───── Text segment ─────

Opened Eyes, Burning Hearts: The Gospel of the Great 50 Days

We are approaching the Third Sunday of Easter, continuing to journey through the "Great 50 Days" of Eastertide, anticipating the annual celebration of Christ's ascension to heaven and his sending of the Holy Spirit on the Day of Pentecost. 

For this week the Lectionary reading I have selected is from Easter Sunday (Evening): Luke 24:13-32, The Walk to Emmaus. I've included the text below and a painting entitled The Supper at Emmaus by Michelangelo Merisi da Caravaggio (1601).

Following the text I've included some brief reflections and a prayer of renewal. May Jesus open our eyes to the beauty of the Gospel and may our own hearts burn with the joy and presence of the Holy Spirit this Easter season.

LUKE 24:13-32 (NLT)

The Walk to Emmaus
13 That same day two of Jesus’ followers were walking to the village of Emmaus, seven miles from Jerusalem. 14 As they walked along they were talking about everything that had happened. 15 As they talked and discussed these things, Jesus himself suddenly came and began walking with them. 16 But God kept them from recognizing him.

17 He asked them, “What are you discussing so intently as you walk along?”

───── Dataset content ─────

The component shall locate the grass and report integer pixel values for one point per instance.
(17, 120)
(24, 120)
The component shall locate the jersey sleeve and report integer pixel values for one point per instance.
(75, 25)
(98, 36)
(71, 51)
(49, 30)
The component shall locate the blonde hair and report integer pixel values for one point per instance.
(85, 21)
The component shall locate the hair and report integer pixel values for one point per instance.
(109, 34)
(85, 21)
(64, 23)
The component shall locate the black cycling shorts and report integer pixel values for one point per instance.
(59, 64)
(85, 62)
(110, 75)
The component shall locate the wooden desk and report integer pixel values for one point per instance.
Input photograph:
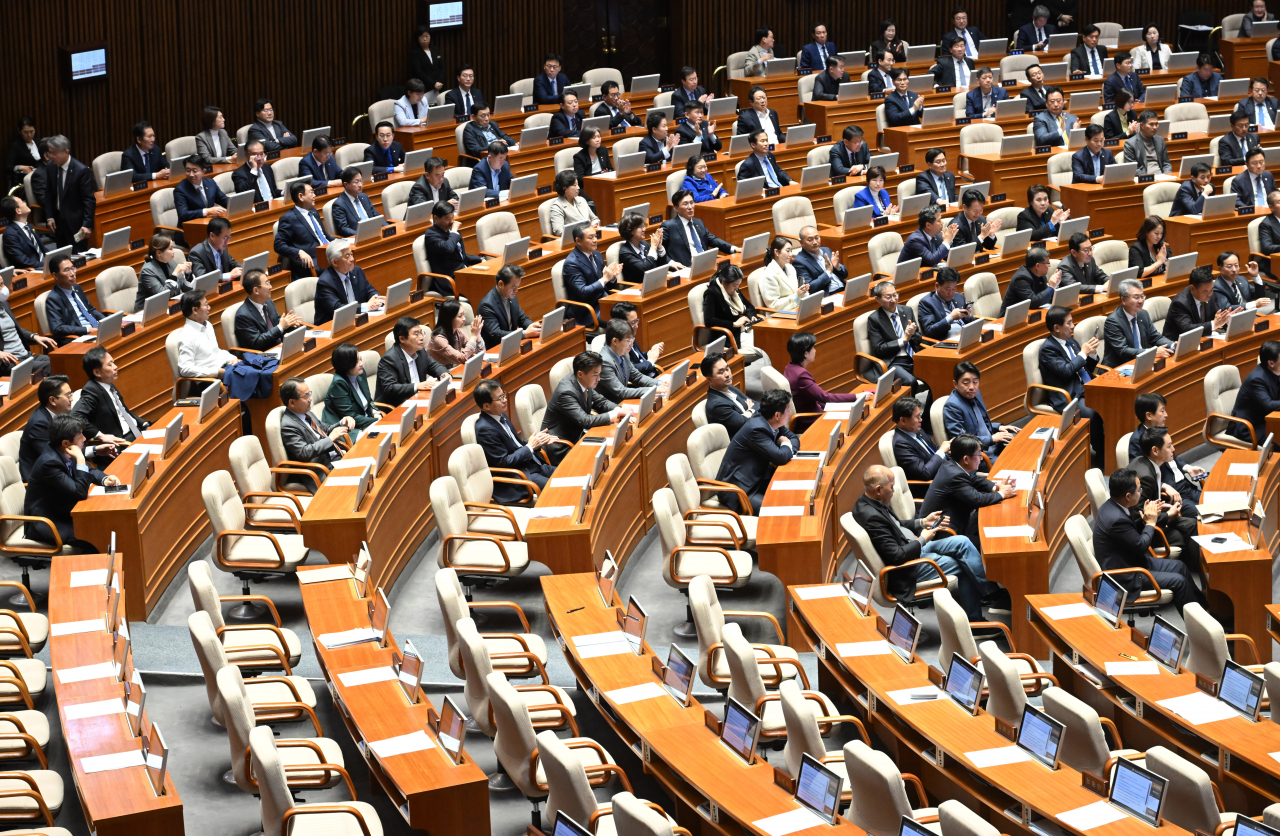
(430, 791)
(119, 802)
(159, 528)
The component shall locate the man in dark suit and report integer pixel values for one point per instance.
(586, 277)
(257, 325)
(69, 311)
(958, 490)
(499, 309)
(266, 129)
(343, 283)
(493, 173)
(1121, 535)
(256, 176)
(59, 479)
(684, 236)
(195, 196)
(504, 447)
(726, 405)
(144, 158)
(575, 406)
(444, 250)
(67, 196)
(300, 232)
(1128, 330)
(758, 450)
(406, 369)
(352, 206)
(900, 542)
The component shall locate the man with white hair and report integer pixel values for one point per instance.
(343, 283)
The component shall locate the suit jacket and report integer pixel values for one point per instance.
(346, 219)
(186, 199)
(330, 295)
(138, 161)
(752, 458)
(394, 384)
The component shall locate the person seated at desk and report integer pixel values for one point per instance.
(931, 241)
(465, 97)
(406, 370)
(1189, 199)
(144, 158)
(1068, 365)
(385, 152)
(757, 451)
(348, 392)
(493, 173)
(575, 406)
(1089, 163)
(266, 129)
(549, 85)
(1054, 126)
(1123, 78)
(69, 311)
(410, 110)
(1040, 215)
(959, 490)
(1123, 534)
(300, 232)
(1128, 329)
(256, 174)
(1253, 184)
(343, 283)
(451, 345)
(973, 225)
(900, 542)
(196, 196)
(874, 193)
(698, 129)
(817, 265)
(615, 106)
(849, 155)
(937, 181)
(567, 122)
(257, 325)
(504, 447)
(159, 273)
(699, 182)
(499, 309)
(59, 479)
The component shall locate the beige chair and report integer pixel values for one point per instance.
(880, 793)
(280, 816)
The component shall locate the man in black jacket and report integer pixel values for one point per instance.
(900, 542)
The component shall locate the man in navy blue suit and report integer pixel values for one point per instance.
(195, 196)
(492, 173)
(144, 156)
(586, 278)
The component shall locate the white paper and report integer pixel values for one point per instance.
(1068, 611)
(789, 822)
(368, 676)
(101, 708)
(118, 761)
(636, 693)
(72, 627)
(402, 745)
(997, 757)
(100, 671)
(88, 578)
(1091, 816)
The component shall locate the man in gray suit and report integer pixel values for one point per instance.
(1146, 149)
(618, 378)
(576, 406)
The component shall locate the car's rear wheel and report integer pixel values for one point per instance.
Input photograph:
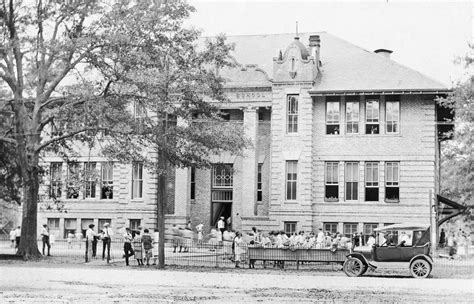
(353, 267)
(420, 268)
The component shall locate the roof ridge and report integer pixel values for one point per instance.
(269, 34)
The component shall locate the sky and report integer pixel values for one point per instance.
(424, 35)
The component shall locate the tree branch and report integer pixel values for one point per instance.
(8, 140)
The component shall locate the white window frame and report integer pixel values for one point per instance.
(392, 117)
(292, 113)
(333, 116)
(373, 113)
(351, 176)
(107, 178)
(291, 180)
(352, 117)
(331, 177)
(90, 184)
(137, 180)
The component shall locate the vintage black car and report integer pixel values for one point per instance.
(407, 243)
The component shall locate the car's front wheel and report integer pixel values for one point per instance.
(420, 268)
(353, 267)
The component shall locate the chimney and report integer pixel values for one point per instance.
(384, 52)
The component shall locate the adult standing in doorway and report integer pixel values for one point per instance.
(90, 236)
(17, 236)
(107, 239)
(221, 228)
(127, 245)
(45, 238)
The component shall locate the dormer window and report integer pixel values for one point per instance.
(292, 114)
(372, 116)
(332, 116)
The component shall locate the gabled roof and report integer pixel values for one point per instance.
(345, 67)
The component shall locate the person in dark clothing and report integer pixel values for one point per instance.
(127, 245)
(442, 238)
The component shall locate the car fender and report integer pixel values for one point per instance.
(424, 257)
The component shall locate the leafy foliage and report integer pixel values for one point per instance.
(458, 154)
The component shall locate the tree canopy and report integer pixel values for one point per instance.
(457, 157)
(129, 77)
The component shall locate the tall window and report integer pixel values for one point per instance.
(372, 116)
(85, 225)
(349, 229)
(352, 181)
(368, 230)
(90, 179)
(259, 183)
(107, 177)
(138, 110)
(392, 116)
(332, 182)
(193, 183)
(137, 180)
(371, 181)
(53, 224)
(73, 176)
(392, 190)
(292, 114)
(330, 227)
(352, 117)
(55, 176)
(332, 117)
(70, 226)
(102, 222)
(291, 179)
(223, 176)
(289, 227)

─────

Task requirements =
1 - Report every line of the rows that contains the string "white", treating uppercase and lowercase as different.
2 - Write what comes next in the text on the walk to Emmaus, starting right after its last sentence.
The text and the rows are unrelated pieces of material.

Replies =
1 -
The component shall locate the man with white hair and report integer pixel values for one point per instance.
The component shall locate the white paper and report integer pixel values for one point per instance.
The component shall locate the white window frame and report integer pixel values for one point per instance.

2 -
They stopped short, sadness written across their faces. 18 Then one of them, Cleopas, replied, “You must be the only person in Jerusalem who hasn’t heard about all the things that have happened there the last few days.”

19 “What things?” Jesus asked.

“The things that happened to Jesus, the man from Nazareth,” they said. “He was a prophet who did powerful miracles, and he was a mighty teacher in the eyes of God and all the people. 20 But our leading priests and other religious leaders handed him over to be condemned to death, and they crucified him. 21 We had hoped he was the Messiah who had come to rescue Israel. This all happened three days ago.

22 “Then some women from our group of his followers were at his tomb early this morning, and they came back with an amazing report. 23 They said his body was missing, and they had seen angels who told them Jesus is alive! 24 Some of our men ran out to see, and sure enough, his body was gone, just as the women had said.”

25 Then Jesus said to them, “You foolish people! You find it so hard to believe all that the prophets wrote in the Scriptures. 26 Wasn’t it clearly predicted that the Messiah would have to suffer all these things before entering his glory?” 27 Then Jesus took them through the writings of Moses and all the prophets, explaining from all the Scriptures the things concerning himself.

28 By this time they were nearing Emmaus and the end of their journey. Jesus acted as if he were going on, 29 but they begged him, “Stay the night with us, since it is getting late.” So he went home with them. 30 As they sat down to eat, he took the bread and blessed it. Then he broke it and gave it to them. 31 Suddenly, their eyes were opened, and they recognized him. And at that moment he disappeared!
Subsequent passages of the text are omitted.